Rewrite everything from the row containing "Where can the man wearing white" down to the last row, keeping every line. Rescale each point coordinate in the answers by 1.7, rounding to whole numbers with halves going up.

↓

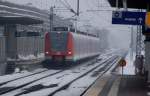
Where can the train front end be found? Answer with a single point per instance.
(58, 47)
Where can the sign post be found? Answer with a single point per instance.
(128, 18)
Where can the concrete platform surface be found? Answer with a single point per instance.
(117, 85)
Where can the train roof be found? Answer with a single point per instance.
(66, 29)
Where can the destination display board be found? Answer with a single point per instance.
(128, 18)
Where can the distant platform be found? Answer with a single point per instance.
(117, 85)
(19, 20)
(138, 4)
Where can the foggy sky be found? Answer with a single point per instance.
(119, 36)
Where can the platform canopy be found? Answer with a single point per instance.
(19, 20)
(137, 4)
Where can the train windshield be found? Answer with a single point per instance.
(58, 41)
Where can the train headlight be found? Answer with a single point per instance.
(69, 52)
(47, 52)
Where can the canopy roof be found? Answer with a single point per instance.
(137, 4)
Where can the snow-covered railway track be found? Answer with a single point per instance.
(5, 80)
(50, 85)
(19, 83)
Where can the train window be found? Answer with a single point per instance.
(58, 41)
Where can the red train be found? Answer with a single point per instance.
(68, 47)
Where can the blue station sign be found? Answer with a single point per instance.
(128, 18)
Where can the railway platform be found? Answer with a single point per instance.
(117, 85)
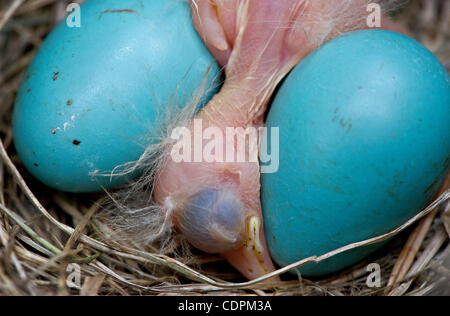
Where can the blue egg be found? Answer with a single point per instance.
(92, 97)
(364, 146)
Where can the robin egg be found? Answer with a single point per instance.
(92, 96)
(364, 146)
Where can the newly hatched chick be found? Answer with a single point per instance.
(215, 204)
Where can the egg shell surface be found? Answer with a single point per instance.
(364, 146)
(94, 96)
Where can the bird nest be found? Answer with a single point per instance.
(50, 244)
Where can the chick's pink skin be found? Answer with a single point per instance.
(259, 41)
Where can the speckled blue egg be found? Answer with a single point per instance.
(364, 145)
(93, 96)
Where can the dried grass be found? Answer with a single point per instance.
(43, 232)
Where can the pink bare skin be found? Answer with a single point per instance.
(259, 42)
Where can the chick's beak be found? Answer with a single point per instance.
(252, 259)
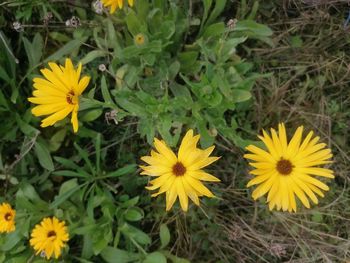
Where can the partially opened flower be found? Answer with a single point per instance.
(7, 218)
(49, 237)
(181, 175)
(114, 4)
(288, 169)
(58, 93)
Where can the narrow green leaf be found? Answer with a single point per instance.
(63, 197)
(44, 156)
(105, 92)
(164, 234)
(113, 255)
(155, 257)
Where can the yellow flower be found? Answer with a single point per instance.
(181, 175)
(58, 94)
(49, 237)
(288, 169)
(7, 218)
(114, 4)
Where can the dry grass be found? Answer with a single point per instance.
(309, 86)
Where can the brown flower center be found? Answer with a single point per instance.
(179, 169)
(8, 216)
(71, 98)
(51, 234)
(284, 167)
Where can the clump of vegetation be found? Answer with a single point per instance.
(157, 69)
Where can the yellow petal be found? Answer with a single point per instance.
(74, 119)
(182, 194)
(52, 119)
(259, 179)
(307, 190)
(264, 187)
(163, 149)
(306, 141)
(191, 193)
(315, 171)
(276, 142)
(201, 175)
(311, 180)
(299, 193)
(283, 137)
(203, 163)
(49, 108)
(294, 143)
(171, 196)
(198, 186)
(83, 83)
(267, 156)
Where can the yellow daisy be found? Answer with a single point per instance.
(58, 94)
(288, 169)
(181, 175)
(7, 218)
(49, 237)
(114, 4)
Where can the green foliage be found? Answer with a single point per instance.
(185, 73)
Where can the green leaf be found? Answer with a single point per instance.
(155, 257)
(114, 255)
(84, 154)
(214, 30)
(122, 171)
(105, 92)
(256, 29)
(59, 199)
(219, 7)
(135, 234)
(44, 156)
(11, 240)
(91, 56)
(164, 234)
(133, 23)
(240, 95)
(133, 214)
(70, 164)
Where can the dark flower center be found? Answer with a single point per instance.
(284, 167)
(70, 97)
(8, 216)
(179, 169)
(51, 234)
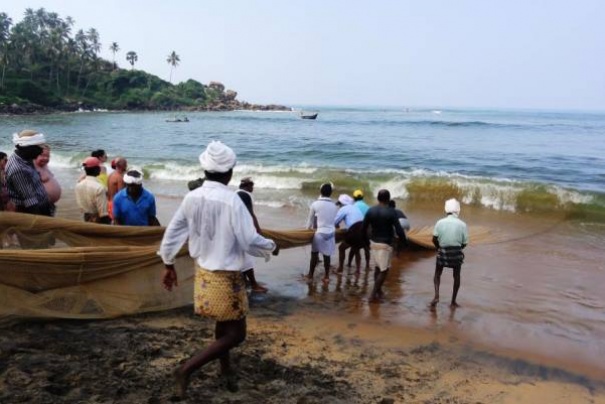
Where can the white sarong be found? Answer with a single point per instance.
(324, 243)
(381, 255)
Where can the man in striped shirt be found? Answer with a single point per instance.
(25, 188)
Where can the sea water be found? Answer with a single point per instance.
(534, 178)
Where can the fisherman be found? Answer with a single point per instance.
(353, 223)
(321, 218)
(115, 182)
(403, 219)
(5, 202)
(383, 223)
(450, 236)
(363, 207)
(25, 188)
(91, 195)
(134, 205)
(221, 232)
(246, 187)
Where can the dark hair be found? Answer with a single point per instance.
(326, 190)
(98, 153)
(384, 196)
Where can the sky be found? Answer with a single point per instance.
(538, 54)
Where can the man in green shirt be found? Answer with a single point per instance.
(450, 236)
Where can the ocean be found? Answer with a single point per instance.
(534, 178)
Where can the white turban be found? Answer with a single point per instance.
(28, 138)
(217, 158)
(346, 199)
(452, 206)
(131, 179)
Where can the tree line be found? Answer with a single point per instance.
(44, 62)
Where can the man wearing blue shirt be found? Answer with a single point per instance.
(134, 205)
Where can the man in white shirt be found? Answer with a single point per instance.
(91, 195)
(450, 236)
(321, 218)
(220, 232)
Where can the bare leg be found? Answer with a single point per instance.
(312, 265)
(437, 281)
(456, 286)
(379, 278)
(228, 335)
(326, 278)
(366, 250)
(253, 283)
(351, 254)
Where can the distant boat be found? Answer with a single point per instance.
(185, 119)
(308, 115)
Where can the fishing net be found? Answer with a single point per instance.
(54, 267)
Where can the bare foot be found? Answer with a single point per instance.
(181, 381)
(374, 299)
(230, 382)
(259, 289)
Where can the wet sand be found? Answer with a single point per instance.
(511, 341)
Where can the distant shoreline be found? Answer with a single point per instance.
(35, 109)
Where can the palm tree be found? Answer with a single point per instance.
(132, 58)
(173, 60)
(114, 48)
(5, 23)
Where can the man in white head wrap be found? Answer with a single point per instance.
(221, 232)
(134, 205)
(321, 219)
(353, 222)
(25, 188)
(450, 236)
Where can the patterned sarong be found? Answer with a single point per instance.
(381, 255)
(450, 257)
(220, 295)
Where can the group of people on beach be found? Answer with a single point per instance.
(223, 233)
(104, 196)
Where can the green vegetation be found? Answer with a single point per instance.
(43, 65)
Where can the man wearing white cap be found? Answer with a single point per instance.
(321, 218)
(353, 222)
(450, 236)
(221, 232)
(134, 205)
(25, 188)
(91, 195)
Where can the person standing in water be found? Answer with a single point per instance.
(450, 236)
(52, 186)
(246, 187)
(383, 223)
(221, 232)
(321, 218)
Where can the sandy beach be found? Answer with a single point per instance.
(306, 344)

↑

• **EXERCISE SOLUTION**
Where can the man wearing white cap be found? Answer with a single point per instance.
(546, 371)
(600, 377)
(765, 401)
(376, 394)
(228, 349)
(43, 320)
(155, 332)
Where can the person standing in water be found? Answer with a single point per instance.
(765, 401)
(88, 316)
(418, 318)
(651, 379)
(376, 394)
(546, 371)
Where can the sandy beach be found? Answer with a single point per instance.
(520, 585)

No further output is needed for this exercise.